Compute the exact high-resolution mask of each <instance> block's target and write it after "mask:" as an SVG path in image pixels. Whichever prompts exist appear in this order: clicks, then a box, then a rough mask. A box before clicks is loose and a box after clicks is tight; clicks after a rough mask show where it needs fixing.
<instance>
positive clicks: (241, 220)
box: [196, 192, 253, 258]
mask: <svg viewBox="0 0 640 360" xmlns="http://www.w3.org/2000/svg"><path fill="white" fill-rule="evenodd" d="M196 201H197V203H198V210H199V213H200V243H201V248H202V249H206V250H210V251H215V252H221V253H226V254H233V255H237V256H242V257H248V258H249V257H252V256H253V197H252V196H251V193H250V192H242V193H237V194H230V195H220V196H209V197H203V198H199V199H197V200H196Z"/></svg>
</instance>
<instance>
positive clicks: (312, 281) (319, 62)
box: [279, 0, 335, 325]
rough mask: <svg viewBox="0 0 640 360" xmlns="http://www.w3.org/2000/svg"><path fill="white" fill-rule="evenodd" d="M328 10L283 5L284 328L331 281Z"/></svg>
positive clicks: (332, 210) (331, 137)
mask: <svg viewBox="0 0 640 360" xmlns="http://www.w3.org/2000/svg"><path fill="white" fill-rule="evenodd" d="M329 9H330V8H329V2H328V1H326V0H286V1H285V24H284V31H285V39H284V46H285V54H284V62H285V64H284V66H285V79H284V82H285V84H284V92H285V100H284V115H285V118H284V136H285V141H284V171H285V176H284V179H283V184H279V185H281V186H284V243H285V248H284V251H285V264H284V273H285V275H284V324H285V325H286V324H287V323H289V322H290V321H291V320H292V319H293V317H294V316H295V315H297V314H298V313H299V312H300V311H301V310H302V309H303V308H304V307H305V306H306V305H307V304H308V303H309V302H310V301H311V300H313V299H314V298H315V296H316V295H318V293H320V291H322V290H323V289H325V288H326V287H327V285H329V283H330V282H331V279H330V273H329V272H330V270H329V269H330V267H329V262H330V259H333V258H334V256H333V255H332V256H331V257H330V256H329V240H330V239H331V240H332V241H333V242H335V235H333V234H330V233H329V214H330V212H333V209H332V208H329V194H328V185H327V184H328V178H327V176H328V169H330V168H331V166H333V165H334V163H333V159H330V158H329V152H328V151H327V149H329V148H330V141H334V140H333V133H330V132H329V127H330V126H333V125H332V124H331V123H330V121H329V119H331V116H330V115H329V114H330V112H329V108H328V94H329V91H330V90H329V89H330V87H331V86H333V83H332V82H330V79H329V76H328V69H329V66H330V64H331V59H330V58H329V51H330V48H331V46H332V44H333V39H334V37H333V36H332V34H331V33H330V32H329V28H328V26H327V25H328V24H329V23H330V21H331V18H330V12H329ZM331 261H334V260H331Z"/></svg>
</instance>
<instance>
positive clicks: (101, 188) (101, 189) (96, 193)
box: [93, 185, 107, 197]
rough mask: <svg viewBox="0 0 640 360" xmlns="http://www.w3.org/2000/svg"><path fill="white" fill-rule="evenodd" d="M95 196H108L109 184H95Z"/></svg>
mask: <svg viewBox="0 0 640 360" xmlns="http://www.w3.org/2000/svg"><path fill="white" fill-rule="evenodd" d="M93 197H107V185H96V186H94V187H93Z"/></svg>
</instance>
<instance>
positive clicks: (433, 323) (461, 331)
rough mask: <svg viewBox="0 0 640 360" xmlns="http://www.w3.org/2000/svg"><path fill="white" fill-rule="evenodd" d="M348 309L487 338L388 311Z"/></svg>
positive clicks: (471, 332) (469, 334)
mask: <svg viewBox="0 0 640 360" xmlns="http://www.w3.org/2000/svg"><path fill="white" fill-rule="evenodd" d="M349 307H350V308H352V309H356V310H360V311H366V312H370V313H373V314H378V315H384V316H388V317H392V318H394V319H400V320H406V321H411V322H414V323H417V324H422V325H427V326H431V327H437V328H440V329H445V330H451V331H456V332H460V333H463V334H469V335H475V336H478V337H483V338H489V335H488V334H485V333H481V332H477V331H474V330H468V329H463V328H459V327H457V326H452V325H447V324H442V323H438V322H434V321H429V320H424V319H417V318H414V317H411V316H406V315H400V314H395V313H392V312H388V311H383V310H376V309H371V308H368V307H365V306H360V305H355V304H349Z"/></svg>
|---|
#### [EXERCISE DETAILS]
Output the records exactly.

#### [YOUR SOLUTION]
Compute the exact high-resolution mask of each <instance> block's target and write it after "mask:" as an SVG path in image pixels. Whichever prompts exist appear in this order: clicks, then a box, then a rough mask. A box before clicks is loose and a box after clicks is tight; clicks after a rough mask show where it needs fixing.
<instance>
positive clicks: (241, 220)
box: [196, 192, 253, 258]
mask: <svg viewBox="0 0 640 360" xmlns="http://www.w3.org/2000/svg"><path fill="white" fill-rule="evenodd" d="M196 201H197V203H198V210H199V213H200V243H201V248H202V249H206V250H210V251H215V252H221V253H226V254H233V255H237V256H242V257H248V258H249V257H252V256H253V197H252V196H251V193H250V192H242V193H237V194H230V195H220V196H209V197H203V198H199V199H197V200H196Z"/></svg>
</instance>
<instance>
positive clicks: (312, 281) (319, 62)
box: [279, 0, 335, 325]
rough mask: <svg viewBox="0 0 640 360" xmlns="http://www.w3.org/2000/svg"><path fill="white" fill-rule="evenodd" d="M328 10L283 5L284 328L331 281Z"/></svg>
positive clicks: (332, 210) (331, 137)
mask: <svg viewBox="0 0 640 360" xmlns="http://www.w3.org/2000/svg"><path fill="white" fill-rule="evenodd" d="M329 9H330V8H329V2H328V1H326V0H286V1H285V24H284V31H285V39H284V46H285V54H284V62H285V64H284V66H285V79H284V82H285V84H284V92H285V100H284V115H285V118H284V136H285V141H284V171H285V176H284V179H283V184H279V185H281V186H284V243H285V248H284V251H285V264H284V273H285V275H284V324H285V325H286V324H287V323H289V322H290V321H291V320H292V319H293V317H294V316H295V315H297V314H298V313H299V312H300V311H301V310H302V309H303V308H304V307H305V306H306V305H307V304H308V303H309V302H310V301H311V300H313V299H314V298H315V296H316V295H318V293H320V291H322V290H323V289H325V288H326V287H327V285H329V283H330V282H331V279H330V273H329V272H330V270H329V269H330V267H329V262H330V259H333V258H334V256H333V255H332V256H331V257H330V256H329V240H330V239H331V240H332V241H333V242H335V235H333V234H330V233H329V214H330V212H333V209H332V208H329V194H328V185H327V184H328V178H327V176H328V169H330V168H331V166H333V165H334V163H333V159H330V158H329V152H328V151H327V149H329V148H330V141H334V140H333V133H330V132H329V127H330V126H333V125H332V124H331V123H330V121H329V119H331V116H330V115H329V114H330V112H329V108H328V94H329V91H330V90H329V89H330V87H331V86H333V83H332V82H330V79H329V76H328V69H329V66H330V64H331V59H330V58H329V51H330V48H331V46H332V44H333V39H334V37H333V36H332V34H331V33H330V32H329V28H328V26H327V25H328V24H329V23H330V21H331V18H330V12H329ZM331 261H334V260H331Z"/></svg>
</instance>
<instance>
positive clicks: (101, 188) (101, 189) (96, 193)
box: [93, 185, 107, 197]
rough mask: <svg viewBox="0 0 640 360" xmlns="http://www.w3.org/2000/svg"><path fill="white" fill-rule="evenodd" d="M95 196H108L109 184H95Z"/></svg>
mask: <svg viewBox="0 0 640 360" xmlns="http://www.w3.org/2000/svg"><path fill="white" fill-rule="evenodd" d="M93 197H107V185H96V186H94V187H93Z"/></svg>
</instance>
<instance>
positive clicks: (433, 323) (461, 331)
rough mask: <svg viewBox="0 0 640 360" xmlns="http://www.w3.org/2000/svg"><path fill="white" fill-rule="evenodd" d="M348 309L487 338L388 311Z"/></svg>
positive clicks: (471, 332) (469, 334)
mask: <svg viewBox="0 0 640 360" xmlns="http://www.w3.org/2000/svg"><path fill="white" fill-rule="evenodd" d="M349 307H350V308H352V309H356V310H360V311H366V312H370V313H373V314H378V315H384V316H388V317H392V318H394V319H400V320H406V321H411V322H414V323H417V324H422V325H427V326H431V327H437V328H440V329H445V330H451V331H456V332H460V333H463V334H469V335H475V336H478V337H483V338H489V335H488V334H485V333H481V332H477V331H474V330H468V329H463V328H459V327H457V326H452V325H447V324H442V323H438V322H434V321H429V320H424V319H417V318H414V317H411V316H406V315H400V314H395V313H392V312H388V311H383V310H376V309H371V308H368V307H365V306H360V305H355V304H349Z"/></svg>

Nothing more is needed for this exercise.